# Extract provided
■ ■ ■ ■
September 8th, 2007 at 7:44 pm
i love the song..very sad..but inspirational…where can i download the song??..pls tnx.
September 8th, 2007 at 7:50 pm
that’s sad.. pero parang pareho ng personality si Mr. Basketball player at ang ex ko.. (x_x)
anyway.. i love Avenue Q.. i hope i get a chance to watch it!!
September 8th, 2007 at 8:51 pm
Haaay, migs… I admire your level headedness, your self control, your logical thinking… pero question… not even once have you just let yourself swim in someone’s arms, thinking not of the situation? Shouldn’t you be more needed to be with him now, amidst his confusion?
Pero well, malay ko ba. I’ve yet to experience a gay relationship preo…If time comes that he finally had come to terms with his “real” self, and comes back to you… would you welcome him back? (as in with open arms with kasamang kiss?)
September 8th, 2007 at 8:58 pm
hehe. sorry, ang gulo pala ng sentence construction ko.
September 8th, 2007 at 10:49 pm
we wish you well mr. basketball player.
September 9th, 2007 at 12:07 am
i love Avenue Q! tawa ako ng tawa when i saw in on broadway. i love the opening song (it sucks to be me) lalo na yung kumanta si christmas eve ng maraming suck. hahaha!!! plus ang gwapo nung guy na nagplay ng princeton. cutie!
and i heard may production sa manila ngayon. that’s nice. but some lines are so american pop culture. kaya when i saw it on broadway di ko magets ang ibang joke. hahaha!!! plus the role of gary coleman would not be a funny if you dont know him and his story in hollywood.
i wish you the best migs with your basketball player…
September 9th, 2007 at 4:10 am
migz,
be honest.pwede mo bang pangalanan ang basketball player?kahit initials lang =)
September 9th, 2007 at 11:59 am
kuya migz, si basketball player ba ay nasa UAAP?
September 9th, 2007 at 1:26 pm
Goodness, it feels really weird knowing that my favorite blogger went through a similar experience i did. Sometimes all we can say is just “oh well”, and then we sigh.
September 9th, 2007 at 3:30 pm
guys, i hope you understand if i request that we all respect mr. basketball player’s right to anonymity. salamat, world peace!
September 9th, 2007 at 5:17 pm
nice music podcast, and not a waste of time
September 10th, 2007 at 6:38 am
Oh well . . . Whoever he is, hope he may find his own happiness in life.
■ ■ ■ ■
Named-object pointing listing
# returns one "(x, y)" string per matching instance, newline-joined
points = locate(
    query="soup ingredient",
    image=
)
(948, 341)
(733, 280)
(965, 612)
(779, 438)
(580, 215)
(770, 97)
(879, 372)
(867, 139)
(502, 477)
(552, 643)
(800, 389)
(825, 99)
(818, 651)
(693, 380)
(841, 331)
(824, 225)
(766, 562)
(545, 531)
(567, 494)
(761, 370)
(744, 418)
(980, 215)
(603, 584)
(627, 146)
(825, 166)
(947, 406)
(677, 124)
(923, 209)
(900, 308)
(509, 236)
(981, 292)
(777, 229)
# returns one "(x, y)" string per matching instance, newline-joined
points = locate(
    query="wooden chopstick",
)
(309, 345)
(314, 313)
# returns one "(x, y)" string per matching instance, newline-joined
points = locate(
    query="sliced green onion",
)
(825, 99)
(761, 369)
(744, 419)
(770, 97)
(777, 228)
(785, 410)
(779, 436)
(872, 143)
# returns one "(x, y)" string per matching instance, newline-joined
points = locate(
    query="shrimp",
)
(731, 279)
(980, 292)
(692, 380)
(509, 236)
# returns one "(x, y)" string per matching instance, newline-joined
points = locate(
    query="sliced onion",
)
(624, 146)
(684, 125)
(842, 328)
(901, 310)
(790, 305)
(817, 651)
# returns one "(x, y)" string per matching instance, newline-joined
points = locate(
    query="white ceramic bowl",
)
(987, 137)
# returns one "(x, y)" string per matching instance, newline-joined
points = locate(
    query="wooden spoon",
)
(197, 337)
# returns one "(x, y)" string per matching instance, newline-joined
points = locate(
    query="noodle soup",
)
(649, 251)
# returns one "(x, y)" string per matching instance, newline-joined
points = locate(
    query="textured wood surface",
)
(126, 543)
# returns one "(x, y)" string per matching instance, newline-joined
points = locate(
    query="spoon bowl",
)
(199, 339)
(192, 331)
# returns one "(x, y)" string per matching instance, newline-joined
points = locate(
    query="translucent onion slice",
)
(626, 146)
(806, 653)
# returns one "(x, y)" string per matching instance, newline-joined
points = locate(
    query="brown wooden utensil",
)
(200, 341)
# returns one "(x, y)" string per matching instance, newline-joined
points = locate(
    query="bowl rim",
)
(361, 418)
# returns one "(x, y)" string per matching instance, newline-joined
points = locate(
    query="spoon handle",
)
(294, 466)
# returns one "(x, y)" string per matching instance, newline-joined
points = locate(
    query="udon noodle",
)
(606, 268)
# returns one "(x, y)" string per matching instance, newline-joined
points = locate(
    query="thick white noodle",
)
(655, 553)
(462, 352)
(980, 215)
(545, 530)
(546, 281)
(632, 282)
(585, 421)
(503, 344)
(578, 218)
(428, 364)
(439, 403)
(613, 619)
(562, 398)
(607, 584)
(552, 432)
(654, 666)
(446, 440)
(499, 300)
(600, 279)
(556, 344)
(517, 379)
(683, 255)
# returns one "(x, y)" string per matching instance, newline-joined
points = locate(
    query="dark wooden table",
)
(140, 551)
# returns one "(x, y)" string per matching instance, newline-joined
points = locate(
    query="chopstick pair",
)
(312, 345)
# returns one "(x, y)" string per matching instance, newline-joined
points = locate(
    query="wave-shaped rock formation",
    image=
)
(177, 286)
■ ■ ■ ■
# Problem set
A) List each distinct date on which a comment in the comment thread was posted.
B) Reproduce word for word the stretch of the comment thread from "September 9th, 2007 at 5:17" through "happiness in life.".

# Replies
A) September 8th, 2007; September 9th, 2007; September 10th, 2007

B)
September 9th, 2007 at 5:17 pm
nice music podcast, and not a waste of time
September 10th, 2007 at 6:38 am
Oh well . . . Whoever he is, hope he may find his own happiness in life.